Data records
══════════
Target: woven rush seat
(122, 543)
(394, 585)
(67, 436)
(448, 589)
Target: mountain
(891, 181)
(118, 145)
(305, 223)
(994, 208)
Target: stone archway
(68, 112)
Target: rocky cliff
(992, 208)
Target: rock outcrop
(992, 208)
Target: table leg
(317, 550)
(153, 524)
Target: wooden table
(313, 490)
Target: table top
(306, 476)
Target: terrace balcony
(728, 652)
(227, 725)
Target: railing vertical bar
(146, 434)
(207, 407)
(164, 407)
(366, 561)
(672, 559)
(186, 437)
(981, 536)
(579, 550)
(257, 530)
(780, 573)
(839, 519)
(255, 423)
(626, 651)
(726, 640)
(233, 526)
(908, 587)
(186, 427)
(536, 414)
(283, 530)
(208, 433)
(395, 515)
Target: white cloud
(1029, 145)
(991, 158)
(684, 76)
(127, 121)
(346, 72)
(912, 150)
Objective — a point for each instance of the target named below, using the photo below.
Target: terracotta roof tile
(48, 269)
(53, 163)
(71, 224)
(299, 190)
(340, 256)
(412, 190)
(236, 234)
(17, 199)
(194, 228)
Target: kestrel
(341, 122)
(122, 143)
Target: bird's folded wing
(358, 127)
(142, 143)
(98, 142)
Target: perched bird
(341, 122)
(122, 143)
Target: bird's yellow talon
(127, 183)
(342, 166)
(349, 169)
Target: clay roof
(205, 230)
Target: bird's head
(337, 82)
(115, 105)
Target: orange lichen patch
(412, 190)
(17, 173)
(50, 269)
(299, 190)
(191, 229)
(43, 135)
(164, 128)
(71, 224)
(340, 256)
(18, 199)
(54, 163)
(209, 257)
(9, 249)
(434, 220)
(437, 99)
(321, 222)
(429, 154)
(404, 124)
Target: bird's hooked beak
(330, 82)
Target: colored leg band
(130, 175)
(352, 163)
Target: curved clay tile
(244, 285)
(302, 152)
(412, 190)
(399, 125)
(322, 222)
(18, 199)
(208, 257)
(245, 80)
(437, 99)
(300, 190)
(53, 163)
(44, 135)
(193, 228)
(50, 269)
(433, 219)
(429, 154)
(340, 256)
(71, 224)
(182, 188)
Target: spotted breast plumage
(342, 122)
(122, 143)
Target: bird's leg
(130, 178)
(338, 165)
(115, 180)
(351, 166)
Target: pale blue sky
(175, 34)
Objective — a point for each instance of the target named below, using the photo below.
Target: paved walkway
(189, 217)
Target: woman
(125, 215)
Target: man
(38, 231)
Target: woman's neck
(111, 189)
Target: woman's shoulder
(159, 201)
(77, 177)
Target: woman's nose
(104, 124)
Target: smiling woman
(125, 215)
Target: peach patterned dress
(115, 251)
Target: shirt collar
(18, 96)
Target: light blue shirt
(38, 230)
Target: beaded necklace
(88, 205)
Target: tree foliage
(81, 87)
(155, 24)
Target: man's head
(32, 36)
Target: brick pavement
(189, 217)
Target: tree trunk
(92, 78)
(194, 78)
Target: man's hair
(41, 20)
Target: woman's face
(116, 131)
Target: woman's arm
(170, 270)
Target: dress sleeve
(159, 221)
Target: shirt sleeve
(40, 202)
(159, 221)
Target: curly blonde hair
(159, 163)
══════════
EXERCISE BRIEF
Only the stretch of lines that begins with the one holding "Target: woman's face" and ends with the last line above belongs in the answer; please write it out exactly.

FINISHED EXERCISE
Target: woman's face
(116, 131)
Target: woman's arm
(170, 270)
Target: dress sleeve
(159, 221)
Target: shirt sleeve
(40, 202)
(159, 221)
Target: curly blonde hair
(159, 163)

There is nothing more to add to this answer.